*EXERCISE PROMPT*. Put every line of the records below into a single numbered list, leaving out the blank lines.

*SUPPLIED MATERIAL*.

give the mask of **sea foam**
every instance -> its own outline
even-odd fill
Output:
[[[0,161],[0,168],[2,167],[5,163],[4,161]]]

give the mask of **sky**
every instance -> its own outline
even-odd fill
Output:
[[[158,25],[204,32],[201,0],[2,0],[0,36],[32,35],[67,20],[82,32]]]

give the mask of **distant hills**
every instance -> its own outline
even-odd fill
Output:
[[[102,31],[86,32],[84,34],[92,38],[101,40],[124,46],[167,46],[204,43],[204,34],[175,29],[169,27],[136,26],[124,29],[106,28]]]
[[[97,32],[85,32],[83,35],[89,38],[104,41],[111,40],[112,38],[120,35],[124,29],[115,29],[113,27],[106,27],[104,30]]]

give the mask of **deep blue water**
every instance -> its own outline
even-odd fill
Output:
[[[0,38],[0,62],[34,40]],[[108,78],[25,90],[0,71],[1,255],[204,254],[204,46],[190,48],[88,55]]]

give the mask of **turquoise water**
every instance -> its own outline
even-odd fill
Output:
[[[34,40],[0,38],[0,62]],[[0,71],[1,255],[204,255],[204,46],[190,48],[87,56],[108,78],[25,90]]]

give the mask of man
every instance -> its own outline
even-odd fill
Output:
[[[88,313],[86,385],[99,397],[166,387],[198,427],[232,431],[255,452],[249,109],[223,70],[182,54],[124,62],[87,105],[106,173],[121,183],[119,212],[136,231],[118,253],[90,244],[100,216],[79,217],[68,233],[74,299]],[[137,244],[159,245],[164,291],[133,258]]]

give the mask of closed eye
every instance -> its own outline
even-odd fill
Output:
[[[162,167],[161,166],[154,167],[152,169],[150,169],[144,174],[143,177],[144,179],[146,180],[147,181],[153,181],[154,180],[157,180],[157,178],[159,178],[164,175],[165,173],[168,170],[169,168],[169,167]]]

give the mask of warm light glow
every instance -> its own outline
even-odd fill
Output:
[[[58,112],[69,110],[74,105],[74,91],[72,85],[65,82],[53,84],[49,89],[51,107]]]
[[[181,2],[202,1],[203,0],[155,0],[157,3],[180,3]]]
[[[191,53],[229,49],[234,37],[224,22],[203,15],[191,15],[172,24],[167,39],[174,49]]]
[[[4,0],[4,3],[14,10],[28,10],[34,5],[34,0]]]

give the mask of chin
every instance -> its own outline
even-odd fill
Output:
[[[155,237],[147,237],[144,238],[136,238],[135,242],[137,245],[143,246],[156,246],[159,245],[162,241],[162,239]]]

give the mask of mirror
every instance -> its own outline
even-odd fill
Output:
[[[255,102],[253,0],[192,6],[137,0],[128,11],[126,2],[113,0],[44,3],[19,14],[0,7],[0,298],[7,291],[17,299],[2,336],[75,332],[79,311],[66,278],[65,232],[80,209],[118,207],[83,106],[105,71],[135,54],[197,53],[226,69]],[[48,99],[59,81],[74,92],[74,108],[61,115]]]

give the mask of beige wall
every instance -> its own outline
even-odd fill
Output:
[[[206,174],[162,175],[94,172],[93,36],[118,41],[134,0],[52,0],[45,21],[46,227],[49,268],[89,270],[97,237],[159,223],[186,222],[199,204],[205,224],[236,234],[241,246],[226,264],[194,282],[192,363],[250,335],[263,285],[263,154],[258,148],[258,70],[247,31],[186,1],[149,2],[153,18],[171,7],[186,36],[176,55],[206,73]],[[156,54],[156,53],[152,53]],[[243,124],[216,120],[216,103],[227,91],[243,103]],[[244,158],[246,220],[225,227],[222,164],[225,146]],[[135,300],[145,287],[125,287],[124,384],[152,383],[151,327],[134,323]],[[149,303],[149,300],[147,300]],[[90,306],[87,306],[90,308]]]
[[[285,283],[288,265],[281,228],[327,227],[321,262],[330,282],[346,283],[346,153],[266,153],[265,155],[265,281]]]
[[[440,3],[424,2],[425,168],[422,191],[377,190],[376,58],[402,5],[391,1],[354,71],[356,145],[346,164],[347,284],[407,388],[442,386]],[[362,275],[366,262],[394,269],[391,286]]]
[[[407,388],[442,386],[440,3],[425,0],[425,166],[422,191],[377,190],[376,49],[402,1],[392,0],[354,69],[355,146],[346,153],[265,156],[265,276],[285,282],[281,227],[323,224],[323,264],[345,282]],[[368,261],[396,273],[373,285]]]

*OUTPUT OF THE EXERCISE*.
1. give the mask of **sea foam**
2. every instance -> its own outline
3. even-odd fill
4. Output:
5. [[[0,161],[0,168],[2,167],[5,163],[4,161]]]
6. give the mask of **sky**
7. every instance -> its own outline
8. even-odd fill
9. Output:
10. [[[158,25],[204,32],[201,0],[2,0],[0,36],[32,35],[67,20],[82,32]]]
11. give the mask of **distant hills**
12. every instance -> its own outline
13. even-odd fill
14. Output:
15. [[[102,31],[86,32],[84,34],[92,38],[101,40],[124,46],[167,46],[204,43],[204,34],[175,29],[169,27],[136,26],[124,29],[106,28]]]
16. [[[97,32],[85,32],[83,35],[89,38],[104,41],[111,40],[112,38],[120,35],[124,29],[115,29],[113,27],[106,27],[104,30]]]
17. give the mask of **deep blue water**
18. every instance -> its own outline
19. even-odd fill
20. Output:
21. [[[0,38],[0,62],[34,40]],[[108,78],[25,90],[0,71],[1,255],[204,254],[204,46],[190,48],[88,55]]]
22. give the mask of **turquoise water**
23. every instance -> its own outline
24. even-odd fill
25. Output:
26. [[[34,40],[0,38],[0,62]],[[0,71],[1,255],[204,255],[204,46],[190,48],[87,56],[108,78],[25,90]]]
27. give the mask of man
28. every instance -> its own outline
29. even-odd fill
30. Output:
31. [[[88,313],[86,385],[99,397],[166,387],[198,427],[232,431],[255,452],[249,109],[223,70],[182,54],[124,62],[87,105],[106,173],[121,183],[119,212],[136,231],[118,253],[90,244],[100,216],[79,217],[68,233],[74,299]],[[137,244],[159,245],[164,291],[133,258]]]
32. give the mask of closed eye
33. every instance -> its own outline
34. even-odd fill
35. Output:
36. [[[162,167],[161,166],[154,167],[152,169],[150,169],[144,174],[143,177],[144,179],[146,180],[147,181],[153,181],[154,180],[157,180],[157,178],[159,178],[164,175],[165,173],[168,170],[169,168],[169,167]]]
37. give the mask of warm light glow
38. every instance -> its own outline
39. even-odd fill
40. Output:
41. [[[58,112],[69,110],[74,105],[74,91],[72,85],[65,82],[53,84],[49,89],[51,107]]]
42. [[[181,2],[202,1],[203,0],[155,0],[157,3],[180,3]]]
43. [[[191,53],[229,49],[234,37],[224,22],[203,15],[191,15],[172,24],[167,39],[174,49]]]
44. [[[4,0],[4,3],[14,10],[28,10],[34,5],[34,0]]]
45. give the mask of chin
46. every instance -> its own outline
47. even-odd fill
48. Output:
49. [[[155,237],[147,237],[144,238],[136,238],[135,242],[137,245],[143,246],[156,246],[159,245],[162,241],[162,239]]]
50. give the mask of mirror
51. every instance -> its own outline
52. even-odd fill
53. Output:
54. [[[255,102],[253,0],[192,6],[137,0],[128,11],[126,2],[113,0],[44,3],[19,14],[0,7],[0,298],[7,291],[17,299],[2,336],[75,332],[79,311],[66,278],[65,232],[80,209],[118,207],[83,106],[105,71],[135,54],[197,53],[226,69]],[[48,99],[59,81],[74,92],[74,108],[61,115]]]
55. give the mask of beige wall
56. every instance -> its own outline
57. even-odd fill
58. Output:
59. [[[206,174],[162,175],[94,172],[93,36],[118,41],[134,0],[52,0],[45,21],[46,227],[49,268],[89,270],[97,237],[159,223],[186,222],[199,204],[205,224],[236,234],[241,246],[226,264],[194,282],[192,363],[250,335],[263,285],[263,154],[258,148],[258,70],[247,31],[186,1],[149,2],[153,18],[171,7],[186,36],[176,55],[206,73]],[[156,54],[156,53],[152,53]],[[243,124],[216,120],[216,103],[227,91],[243,103]],[[244,158],[246,220],[225,227],[222,164],[225,146]],[[135,300],[145,287],[125,287],[124,384],[152,383],[151,327],[134,323]],[[149,303],[149,300],[147,300]],[[90,306],[87,306],[90,308]]]
60. [[[285,283],[288,265],[281,228],[327,227],[321,262],[330,282],[346,283],[346,153],[266,153],[265,155],[265,281]]]
61. [[[440,3],[424,2],[425,168],[422,191],[377,190],[376,58],[402,5],[391,1],[354,71],[356,145],[346,164],[347,284],[407,388],[442,386]],[[362,275],[366,262],[394,269],[391,286]]]
62. [[[407,388],[442,386],[440,3],[425,0],[425,166],[422,191],[377,190],[376,49],[402,1],[392,0],[354,69],[355,146],[346,153],[265,156],[265,276],[285,282],[281,227],[323,224],[323,264],[345,282]],[[368,261],[396,273],[373,285]]]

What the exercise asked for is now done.